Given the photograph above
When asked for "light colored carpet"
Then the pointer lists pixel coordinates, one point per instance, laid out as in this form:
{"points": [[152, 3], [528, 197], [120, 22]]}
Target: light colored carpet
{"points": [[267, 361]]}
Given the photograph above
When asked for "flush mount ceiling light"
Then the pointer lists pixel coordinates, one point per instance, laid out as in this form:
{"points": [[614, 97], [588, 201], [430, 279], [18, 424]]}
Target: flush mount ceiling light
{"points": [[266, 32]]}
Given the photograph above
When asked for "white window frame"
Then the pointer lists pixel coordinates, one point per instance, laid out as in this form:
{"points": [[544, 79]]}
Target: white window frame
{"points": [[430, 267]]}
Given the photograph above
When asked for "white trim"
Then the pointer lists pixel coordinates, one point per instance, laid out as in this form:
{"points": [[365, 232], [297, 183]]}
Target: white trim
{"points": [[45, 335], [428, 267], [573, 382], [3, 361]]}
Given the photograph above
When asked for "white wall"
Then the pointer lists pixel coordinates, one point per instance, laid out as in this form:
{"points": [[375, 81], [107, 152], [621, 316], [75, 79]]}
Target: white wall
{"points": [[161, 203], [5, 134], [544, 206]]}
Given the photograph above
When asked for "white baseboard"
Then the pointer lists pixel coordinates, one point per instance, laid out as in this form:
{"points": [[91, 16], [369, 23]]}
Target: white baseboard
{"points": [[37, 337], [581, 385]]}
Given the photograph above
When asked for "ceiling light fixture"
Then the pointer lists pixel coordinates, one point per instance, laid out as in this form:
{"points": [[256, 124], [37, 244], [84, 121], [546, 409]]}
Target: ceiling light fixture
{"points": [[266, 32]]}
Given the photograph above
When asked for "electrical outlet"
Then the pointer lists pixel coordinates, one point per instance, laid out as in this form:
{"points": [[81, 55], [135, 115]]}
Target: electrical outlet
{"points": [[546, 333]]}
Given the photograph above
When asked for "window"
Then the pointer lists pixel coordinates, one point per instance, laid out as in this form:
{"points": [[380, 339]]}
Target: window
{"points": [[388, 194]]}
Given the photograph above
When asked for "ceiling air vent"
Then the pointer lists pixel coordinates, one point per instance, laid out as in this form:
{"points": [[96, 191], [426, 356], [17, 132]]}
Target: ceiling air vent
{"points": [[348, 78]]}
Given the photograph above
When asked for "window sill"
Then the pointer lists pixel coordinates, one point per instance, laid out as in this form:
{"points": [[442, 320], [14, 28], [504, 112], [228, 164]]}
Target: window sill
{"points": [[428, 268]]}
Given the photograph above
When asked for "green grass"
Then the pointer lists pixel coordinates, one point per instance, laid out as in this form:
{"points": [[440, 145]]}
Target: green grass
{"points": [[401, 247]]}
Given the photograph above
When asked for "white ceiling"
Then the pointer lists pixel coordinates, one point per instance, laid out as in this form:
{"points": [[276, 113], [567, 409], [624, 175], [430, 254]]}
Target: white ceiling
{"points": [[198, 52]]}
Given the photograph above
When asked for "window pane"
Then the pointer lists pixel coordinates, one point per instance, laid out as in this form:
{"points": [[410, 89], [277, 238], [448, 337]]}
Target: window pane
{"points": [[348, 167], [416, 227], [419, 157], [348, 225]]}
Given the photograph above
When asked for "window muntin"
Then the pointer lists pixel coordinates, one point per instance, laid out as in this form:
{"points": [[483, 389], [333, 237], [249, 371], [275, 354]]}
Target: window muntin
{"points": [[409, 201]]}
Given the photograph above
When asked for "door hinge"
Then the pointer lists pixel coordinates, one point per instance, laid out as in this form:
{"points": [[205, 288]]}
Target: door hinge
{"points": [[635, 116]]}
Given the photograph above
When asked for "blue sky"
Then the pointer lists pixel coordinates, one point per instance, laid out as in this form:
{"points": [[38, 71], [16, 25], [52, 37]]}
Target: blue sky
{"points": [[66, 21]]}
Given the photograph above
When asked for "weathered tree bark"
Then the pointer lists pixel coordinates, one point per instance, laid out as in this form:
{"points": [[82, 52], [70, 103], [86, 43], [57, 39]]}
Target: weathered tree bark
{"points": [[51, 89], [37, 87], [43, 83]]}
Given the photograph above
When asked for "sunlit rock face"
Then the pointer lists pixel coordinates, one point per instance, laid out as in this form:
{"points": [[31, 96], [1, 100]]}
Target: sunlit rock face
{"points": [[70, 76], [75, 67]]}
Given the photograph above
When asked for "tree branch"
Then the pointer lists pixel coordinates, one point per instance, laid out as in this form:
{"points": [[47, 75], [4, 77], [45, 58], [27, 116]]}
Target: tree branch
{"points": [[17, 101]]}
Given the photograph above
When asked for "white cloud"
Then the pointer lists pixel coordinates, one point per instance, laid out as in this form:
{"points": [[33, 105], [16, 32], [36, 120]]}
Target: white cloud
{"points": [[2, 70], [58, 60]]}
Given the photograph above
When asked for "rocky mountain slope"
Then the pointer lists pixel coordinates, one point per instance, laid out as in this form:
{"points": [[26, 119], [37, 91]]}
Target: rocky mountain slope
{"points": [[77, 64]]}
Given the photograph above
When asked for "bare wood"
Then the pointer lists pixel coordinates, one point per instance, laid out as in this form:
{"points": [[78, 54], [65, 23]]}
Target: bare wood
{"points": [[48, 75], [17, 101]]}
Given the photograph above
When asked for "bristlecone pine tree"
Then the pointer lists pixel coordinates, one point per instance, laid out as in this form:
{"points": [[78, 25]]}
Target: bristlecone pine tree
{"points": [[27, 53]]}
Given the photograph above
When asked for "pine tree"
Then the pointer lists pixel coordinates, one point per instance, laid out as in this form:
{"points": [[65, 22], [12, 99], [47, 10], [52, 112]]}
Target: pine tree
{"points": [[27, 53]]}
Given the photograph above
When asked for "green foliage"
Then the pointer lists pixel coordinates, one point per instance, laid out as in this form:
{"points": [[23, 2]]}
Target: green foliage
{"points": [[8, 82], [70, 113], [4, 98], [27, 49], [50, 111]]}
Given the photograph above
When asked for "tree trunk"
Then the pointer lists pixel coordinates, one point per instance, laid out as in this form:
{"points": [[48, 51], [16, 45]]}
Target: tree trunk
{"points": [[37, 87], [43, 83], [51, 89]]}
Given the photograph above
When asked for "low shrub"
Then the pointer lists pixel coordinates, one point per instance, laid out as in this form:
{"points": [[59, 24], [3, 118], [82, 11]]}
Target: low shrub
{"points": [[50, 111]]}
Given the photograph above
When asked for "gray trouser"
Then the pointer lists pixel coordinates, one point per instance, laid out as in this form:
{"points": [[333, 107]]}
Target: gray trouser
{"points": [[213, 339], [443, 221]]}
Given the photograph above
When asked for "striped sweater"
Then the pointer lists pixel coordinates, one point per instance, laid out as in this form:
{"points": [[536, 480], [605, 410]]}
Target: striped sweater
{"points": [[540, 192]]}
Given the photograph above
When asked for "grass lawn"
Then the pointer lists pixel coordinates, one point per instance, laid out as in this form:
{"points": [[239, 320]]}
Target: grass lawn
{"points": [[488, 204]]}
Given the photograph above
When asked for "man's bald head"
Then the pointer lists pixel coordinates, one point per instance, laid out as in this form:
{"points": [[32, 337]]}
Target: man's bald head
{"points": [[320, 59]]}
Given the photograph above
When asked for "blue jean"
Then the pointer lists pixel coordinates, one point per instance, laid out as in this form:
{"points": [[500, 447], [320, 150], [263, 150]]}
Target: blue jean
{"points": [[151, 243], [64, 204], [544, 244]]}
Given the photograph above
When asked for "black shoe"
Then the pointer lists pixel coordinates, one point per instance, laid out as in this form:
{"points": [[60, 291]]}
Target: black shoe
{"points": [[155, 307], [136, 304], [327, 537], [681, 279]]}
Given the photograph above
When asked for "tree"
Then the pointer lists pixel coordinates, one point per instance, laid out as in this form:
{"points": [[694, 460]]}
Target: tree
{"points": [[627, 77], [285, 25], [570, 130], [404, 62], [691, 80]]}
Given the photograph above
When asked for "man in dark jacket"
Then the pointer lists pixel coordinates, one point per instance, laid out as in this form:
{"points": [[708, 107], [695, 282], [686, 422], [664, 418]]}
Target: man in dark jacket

### EXERCISE
Gather every line of the records above that contains the string "muntin", and treat uppercase and lowercase letters as different.

### RESULT OF THIS TASK
When asked for "window muntin"
Target: window muntin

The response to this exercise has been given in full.